• What you will do
When you reach the line containing "box: [555, 154, 558, 181]" in the data below, begin returning lines exactly as written, and stop once the line containing "negative clicks: (400, 341) (434, 248)" has been returned.

• Records shown
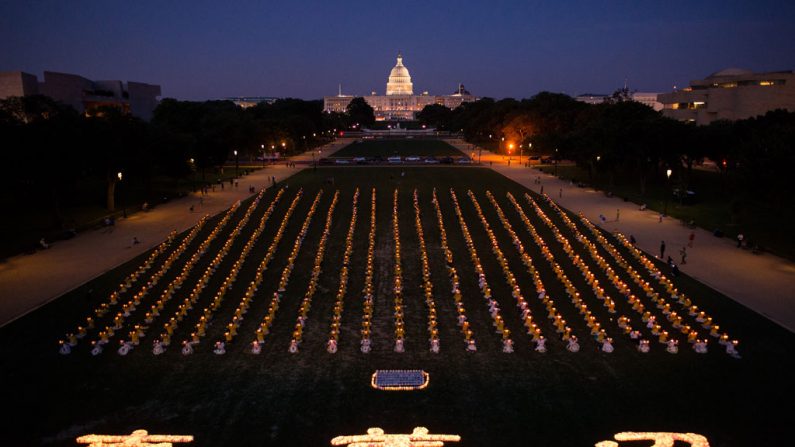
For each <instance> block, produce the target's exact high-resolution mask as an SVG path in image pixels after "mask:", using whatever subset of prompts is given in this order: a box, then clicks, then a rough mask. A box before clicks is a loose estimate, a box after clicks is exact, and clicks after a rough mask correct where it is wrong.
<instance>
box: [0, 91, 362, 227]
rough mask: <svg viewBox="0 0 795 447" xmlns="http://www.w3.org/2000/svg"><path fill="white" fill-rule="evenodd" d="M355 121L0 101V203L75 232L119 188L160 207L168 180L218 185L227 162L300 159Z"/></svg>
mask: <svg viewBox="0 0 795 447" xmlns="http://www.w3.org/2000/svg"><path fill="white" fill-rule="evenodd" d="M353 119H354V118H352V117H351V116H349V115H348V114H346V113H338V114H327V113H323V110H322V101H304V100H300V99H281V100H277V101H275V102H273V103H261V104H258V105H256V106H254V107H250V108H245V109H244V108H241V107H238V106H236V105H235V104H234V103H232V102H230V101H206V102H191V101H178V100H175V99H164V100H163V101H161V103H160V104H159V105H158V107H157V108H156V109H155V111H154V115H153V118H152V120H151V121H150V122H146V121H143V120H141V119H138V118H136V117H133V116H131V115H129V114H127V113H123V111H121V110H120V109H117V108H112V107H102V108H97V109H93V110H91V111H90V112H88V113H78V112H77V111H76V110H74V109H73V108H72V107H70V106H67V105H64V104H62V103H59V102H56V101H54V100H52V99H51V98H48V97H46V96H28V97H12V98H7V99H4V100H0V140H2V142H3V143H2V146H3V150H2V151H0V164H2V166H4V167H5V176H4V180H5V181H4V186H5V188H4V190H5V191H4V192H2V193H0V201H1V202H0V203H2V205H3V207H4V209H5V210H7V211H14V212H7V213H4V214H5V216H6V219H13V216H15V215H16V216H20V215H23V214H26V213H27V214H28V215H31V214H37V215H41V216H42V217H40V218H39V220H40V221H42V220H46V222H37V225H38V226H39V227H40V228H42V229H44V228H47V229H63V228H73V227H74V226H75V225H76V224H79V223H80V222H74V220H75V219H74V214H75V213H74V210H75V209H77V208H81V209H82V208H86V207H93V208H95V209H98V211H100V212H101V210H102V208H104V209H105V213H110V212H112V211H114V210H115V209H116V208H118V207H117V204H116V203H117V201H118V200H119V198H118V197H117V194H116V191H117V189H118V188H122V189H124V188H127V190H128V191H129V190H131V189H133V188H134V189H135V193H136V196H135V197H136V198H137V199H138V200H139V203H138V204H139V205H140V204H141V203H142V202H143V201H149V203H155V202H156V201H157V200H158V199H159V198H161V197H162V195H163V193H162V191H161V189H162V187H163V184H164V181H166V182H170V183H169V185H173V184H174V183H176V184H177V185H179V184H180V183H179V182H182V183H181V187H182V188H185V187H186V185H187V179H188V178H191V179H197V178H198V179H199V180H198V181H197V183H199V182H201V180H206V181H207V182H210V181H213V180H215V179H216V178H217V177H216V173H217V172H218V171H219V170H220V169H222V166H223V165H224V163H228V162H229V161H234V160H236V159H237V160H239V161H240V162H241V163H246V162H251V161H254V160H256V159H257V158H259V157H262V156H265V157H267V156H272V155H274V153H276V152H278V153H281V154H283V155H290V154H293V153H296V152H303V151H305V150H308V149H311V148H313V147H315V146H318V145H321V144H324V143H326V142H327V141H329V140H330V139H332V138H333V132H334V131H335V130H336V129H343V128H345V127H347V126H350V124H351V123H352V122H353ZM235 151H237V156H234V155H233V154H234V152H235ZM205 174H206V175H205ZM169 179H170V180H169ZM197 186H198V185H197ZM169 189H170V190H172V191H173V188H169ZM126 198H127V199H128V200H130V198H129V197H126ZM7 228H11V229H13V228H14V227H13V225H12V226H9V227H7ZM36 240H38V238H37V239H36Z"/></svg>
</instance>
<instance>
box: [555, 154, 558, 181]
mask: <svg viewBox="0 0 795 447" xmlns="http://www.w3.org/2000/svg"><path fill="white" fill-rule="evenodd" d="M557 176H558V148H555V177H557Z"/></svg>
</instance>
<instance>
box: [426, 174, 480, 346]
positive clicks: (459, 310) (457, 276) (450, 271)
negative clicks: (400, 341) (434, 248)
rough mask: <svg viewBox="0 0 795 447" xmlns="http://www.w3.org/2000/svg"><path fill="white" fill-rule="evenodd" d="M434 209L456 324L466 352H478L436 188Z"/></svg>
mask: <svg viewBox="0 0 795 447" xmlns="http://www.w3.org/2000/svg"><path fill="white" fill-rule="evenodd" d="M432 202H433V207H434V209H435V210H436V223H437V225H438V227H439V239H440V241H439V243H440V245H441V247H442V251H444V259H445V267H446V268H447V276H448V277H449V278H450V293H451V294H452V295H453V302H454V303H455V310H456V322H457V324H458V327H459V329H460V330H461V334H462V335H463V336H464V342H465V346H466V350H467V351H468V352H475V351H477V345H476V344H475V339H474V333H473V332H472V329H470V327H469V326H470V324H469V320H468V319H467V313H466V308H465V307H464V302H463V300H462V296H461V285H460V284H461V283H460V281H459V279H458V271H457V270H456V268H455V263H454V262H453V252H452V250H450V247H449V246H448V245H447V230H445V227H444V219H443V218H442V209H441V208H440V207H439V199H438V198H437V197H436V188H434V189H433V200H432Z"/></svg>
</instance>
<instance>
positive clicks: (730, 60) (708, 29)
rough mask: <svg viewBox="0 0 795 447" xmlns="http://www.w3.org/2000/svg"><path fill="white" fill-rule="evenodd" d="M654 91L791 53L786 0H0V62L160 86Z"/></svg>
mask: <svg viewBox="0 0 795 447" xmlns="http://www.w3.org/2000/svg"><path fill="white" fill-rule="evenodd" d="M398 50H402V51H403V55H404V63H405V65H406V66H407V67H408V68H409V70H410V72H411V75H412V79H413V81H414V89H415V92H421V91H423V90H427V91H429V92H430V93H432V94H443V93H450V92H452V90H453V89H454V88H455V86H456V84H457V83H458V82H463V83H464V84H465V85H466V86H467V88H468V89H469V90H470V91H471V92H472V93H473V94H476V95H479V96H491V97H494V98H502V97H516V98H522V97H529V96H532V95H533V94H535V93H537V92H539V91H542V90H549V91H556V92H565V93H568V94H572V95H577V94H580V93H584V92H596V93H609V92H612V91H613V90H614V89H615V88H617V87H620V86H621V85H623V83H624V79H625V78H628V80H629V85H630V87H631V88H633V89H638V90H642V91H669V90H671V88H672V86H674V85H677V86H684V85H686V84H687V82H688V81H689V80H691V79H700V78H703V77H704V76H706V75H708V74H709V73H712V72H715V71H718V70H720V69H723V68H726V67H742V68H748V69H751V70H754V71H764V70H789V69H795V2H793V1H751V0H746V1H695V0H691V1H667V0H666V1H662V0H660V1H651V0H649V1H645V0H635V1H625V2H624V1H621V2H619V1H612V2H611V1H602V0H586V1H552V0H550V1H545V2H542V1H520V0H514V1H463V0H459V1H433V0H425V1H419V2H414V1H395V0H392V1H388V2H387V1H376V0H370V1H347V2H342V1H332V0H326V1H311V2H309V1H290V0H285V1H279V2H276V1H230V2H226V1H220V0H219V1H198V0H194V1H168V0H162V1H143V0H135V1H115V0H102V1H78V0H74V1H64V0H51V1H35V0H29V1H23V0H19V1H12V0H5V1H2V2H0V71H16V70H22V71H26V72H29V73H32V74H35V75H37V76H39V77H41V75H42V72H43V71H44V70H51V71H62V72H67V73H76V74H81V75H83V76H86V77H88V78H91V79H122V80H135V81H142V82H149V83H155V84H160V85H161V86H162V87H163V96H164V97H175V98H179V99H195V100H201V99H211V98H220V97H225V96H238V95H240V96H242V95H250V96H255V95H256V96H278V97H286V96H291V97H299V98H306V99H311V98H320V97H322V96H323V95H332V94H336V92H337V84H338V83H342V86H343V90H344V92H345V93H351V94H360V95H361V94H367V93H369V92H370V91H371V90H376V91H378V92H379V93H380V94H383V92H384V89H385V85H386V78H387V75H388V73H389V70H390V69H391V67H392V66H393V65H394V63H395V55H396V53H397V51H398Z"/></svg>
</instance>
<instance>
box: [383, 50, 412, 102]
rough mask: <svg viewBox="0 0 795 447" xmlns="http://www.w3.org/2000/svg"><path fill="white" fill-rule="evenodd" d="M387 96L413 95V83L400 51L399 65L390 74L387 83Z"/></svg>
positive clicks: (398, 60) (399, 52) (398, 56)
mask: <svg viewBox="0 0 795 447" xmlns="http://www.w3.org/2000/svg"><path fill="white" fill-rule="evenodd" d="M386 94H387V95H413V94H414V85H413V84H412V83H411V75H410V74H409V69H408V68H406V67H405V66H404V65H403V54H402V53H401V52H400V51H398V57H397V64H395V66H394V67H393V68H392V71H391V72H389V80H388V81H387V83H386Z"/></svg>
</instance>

• Answer area
box: [555, 154, 558, 181]
mask: <svg viewBox="0 0 795 447" xmlns="http://www.w3.org/2000/svg"><path fill="white" fill-rule="evenodd" d="M557 176H558V148H555V177H557Z"/></svg>
</instance>
<instance>
box: [426, 174, 480, 346]
positive clicks: (459, 310) (457, 276) (450, 271)
negative clicks: (400, 341) (434, 248)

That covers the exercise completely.